Is science getting harder to understand?

Are scientific papers becoming more impenetrable in their lexicon implementation? Indubitably!
19 December 2017

Interview with 

William Thompson, Karolinska Institute

Share

Are the science papers that scientists are publishing getting harder to understand? Chris Smith heard how one scientist, William Thompson, thinks they are…

William - We were four PhD students frustrated about reading different scientific texts. We had journal clubs together and there was particularly one person that we were reading repeatedly that we thought was hard to read. We joked originally, has this person always been hard to read or is this something which is developing as the ideas developed?

We realised we could quantify this, and as soon as we realised we could quantify it for one person, we realised we could apply the same tools and get a much larger corpus, which was over 700,000 scientific abstracts. We made a list of 123 highly cited journals from 12 different fields, then we tried to quantify the readability. So, for example, the number of words per sentence and the number of syllables per words and tried to make an estimate about how hard it is to read.

Chris - What time frame did this span?

William - The earliest article was 1881, but most of the scientific literature started to appear around 1960 that we could get our hands on and then up to 2015.

Chris - When you run the text from those abstracts through the analysers and ask it to score the language that’s being used, what trend emerges?

William - We found a large downward trend in readability, and that means that texts are getting harder to read now compared to previously. We were surprised at how strong the trend was.

Chris - You looked at a whole raft of different journals which means that you could consider different scientific disciplines, so are any disciplines particularly prone to this or is it that all scientists across the board now have a tendency to over complexification and use of long multisyllabic words where simple terms might actually be feasible instead?

William - I think the important take-home message was that all the fields we looked at were getting worse. There were some differences, for example, clinical medicine was the least worst, and molecular biology  was worst and one of the metrics. But I don’t think the emphasis should be placed on that, I think the emphasis should be placed on all fields were getting worse.

Chris - How do you account for this?

William - With the data we had we tried to explore two possible reasons: one of them was: did the number of authors impact the readability because the number of authors has been growing over time. You often see four or five authors on a paper today, where in 1960 it was one or two. The number of authors does have an impact on the readability so if there’s more authors it’s generally less readable but that doesn’t explain the trend.

An additional hypothesis we had was that scientists may be drawing from an increasingly common vocabulary. We tried to see what were the 3,000 most common words that scientists use, then we split this list of 3,000 words up into several categories to isolate a category we called “general scientific jargon.” And these words were on the increase, scientists were drawing from this vocabulary of general scientific jargon.

Chris - Do you think it really matters though that some papers are a bit impenetrable because some people could argue well, I’m a molecular biologist and I don’t really care that much if an astrophysicist can’t read my molecular biology paper?

William - I’m very sympathetic to that view but, at the same time, this entire endeavour started when PhD students within the field of neuroscience were having a hard time reading some neuroscience, so it can hamper people within the subject itself. Then, in a much wider context, science is not just for scientists. People should be able to use scientific knowledge to make society better. If the wider parts of society cannot access papers such as scientific journalists or policy makers, if they’re having a hard time interpreting or understanding scientific text, that’s going to mean that science can’t be used as effectively in a wider context.

Extracted records:
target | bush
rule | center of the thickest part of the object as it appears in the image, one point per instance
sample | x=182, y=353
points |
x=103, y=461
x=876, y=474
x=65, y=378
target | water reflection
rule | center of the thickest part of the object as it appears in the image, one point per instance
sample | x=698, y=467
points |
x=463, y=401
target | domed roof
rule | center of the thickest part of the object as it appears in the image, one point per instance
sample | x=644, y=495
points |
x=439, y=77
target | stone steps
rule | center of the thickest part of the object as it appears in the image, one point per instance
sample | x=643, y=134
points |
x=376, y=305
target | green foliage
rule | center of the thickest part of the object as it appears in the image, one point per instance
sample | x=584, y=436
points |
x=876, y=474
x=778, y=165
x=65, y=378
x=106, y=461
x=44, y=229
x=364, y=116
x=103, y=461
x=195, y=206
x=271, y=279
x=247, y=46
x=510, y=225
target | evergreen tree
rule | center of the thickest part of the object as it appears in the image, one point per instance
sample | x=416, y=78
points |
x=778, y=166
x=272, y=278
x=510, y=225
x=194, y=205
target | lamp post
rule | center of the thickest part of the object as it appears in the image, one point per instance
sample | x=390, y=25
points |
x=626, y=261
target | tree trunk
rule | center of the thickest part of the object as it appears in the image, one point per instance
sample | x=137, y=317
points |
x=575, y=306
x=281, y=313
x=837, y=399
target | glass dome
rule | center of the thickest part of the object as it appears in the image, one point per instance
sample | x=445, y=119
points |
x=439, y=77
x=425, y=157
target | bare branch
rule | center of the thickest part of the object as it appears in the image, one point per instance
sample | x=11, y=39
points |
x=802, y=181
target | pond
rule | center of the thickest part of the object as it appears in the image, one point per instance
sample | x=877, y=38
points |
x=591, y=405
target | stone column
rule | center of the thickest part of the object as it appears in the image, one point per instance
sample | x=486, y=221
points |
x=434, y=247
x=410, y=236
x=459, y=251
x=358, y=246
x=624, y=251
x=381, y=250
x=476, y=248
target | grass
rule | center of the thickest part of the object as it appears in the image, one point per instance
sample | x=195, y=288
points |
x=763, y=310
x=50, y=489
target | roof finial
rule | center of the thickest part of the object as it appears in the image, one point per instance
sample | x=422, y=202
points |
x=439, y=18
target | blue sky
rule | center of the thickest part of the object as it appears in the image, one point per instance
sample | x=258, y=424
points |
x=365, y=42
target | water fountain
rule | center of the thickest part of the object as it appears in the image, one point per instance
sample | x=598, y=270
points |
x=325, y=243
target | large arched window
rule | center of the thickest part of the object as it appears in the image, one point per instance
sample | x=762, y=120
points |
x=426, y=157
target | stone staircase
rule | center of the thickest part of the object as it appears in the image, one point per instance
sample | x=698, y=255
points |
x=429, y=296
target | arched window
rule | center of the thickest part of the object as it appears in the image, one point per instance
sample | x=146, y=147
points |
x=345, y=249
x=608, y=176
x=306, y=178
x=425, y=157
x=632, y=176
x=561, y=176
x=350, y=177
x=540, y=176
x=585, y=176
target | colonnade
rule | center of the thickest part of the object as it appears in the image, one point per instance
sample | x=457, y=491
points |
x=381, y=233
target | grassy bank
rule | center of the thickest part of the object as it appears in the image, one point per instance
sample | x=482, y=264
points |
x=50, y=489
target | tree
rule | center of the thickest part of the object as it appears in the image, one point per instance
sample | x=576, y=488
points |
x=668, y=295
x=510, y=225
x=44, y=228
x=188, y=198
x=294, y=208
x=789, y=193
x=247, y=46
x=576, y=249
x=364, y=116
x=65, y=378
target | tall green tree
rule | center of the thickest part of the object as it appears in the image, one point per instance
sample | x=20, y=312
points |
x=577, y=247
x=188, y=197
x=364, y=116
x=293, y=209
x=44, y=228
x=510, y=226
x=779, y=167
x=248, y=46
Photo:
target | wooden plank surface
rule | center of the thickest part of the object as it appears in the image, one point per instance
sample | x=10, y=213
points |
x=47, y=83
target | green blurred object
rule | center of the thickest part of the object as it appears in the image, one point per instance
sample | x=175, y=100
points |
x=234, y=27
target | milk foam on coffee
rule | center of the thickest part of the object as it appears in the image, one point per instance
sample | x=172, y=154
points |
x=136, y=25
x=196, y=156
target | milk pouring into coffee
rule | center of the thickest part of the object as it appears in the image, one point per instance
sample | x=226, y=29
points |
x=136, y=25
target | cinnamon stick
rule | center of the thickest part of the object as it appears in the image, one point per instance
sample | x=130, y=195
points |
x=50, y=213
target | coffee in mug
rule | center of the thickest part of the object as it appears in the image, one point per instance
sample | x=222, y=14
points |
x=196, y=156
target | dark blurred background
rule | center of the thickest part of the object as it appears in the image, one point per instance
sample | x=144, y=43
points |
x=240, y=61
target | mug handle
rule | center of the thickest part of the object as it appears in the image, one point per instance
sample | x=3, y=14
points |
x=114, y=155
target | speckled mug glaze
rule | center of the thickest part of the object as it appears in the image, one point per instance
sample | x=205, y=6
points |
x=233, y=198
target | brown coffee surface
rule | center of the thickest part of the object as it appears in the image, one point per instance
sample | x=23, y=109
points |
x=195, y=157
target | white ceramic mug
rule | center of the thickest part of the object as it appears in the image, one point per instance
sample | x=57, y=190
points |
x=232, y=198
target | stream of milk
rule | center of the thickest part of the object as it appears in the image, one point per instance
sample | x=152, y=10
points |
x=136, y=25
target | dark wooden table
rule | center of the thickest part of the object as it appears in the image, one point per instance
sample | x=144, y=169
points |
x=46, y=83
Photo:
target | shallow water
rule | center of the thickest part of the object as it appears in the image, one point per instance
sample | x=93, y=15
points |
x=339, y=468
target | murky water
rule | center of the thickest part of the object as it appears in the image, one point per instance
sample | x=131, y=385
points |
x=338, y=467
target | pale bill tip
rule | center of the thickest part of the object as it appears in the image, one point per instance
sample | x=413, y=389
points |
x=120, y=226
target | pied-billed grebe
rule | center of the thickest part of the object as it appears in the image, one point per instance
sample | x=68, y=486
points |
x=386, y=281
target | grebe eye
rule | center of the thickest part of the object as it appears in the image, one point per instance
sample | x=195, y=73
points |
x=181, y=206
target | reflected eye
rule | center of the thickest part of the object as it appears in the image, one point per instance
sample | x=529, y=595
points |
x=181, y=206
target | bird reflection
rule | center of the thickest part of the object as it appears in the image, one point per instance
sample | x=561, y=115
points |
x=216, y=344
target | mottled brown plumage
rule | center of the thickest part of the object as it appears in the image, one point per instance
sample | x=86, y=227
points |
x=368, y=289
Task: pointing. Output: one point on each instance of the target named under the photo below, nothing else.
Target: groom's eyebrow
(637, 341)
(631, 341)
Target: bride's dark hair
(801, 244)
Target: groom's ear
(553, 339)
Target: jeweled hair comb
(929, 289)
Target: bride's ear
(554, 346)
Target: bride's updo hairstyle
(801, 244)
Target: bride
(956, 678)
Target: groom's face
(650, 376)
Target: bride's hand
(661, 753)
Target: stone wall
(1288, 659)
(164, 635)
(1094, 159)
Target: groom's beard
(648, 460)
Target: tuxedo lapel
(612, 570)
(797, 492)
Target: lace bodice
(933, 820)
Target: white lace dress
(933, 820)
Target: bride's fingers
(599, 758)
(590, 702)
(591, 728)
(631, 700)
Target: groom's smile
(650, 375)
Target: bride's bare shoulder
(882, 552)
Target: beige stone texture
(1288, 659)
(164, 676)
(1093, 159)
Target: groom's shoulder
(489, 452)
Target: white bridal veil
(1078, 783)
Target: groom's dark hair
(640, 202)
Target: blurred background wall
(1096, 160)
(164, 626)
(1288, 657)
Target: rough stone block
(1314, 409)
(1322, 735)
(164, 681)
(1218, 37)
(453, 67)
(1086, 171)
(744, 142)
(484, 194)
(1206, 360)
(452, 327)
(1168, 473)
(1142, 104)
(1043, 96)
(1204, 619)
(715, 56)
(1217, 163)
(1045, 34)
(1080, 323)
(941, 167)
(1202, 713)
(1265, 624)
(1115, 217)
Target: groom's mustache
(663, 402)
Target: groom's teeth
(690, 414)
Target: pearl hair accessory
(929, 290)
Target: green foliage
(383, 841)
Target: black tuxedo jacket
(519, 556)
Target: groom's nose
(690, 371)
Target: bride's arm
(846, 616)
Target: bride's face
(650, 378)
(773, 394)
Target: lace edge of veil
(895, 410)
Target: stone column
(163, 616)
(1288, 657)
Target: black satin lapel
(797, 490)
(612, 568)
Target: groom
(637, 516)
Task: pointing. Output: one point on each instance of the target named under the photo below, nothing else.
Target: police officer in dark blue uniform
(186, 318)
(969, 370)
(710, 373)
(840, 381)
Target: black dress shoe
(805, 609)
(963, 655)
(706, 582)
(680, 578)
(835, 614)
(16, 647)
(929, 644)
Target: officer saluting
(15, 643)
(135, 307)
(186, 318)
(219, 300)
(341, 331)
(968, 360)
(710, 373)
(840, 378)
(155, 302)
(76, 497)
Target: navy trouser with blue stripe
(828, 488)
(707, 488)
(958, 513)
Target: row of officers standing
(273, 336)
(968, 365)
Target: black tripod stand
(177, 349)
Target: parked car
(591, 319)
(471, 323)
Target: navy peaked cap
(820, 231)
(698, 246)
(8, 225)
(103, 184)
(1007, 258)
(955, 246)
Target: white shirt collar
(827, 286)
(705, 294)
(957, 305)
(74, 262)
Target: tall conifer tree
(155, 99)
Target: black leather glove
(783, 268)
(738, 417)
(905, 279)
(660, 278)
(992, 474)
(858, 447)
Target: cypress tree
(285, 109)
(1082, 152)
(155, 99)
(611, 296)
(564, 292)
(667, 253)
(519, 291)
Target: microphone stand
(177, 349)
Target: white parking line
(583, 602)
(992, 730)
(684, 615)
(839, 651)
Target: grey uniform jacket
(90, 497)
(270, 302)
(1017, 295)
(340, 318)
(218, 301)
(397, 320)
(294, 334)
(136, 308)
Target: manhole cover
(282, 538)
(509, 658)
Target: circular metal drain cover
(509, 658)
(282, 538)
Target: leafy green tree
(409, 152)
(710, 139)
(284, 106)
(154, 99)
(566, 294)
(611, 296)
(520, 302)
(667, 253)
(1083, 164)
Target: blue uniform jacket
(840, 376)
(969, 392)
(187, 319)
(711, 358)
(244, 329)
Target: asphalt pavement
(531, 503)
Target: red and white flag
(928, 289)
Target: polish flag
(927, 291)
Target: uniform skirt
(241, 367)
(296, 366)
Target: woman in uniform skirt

Requirement 1:
In the interview on scientific readability, reproduce verbatim the passage between "William - The" and "up to 2015.", inclusive.
Requirement 2:
According to the interview on scientific readability, why did the researchers test the number of authors as a possible cause of the decline? Answer in one to three sentences.

Exercise output 1:
William - The earliest article was 1881, but most of the scientific literature started to appear around 1960 that we could get our hands on and then up to 2015.

Exercise output 2:
The number of authors on papers has grown over time. Papers today often list four or five authors, while in 1960 they usually had one or two.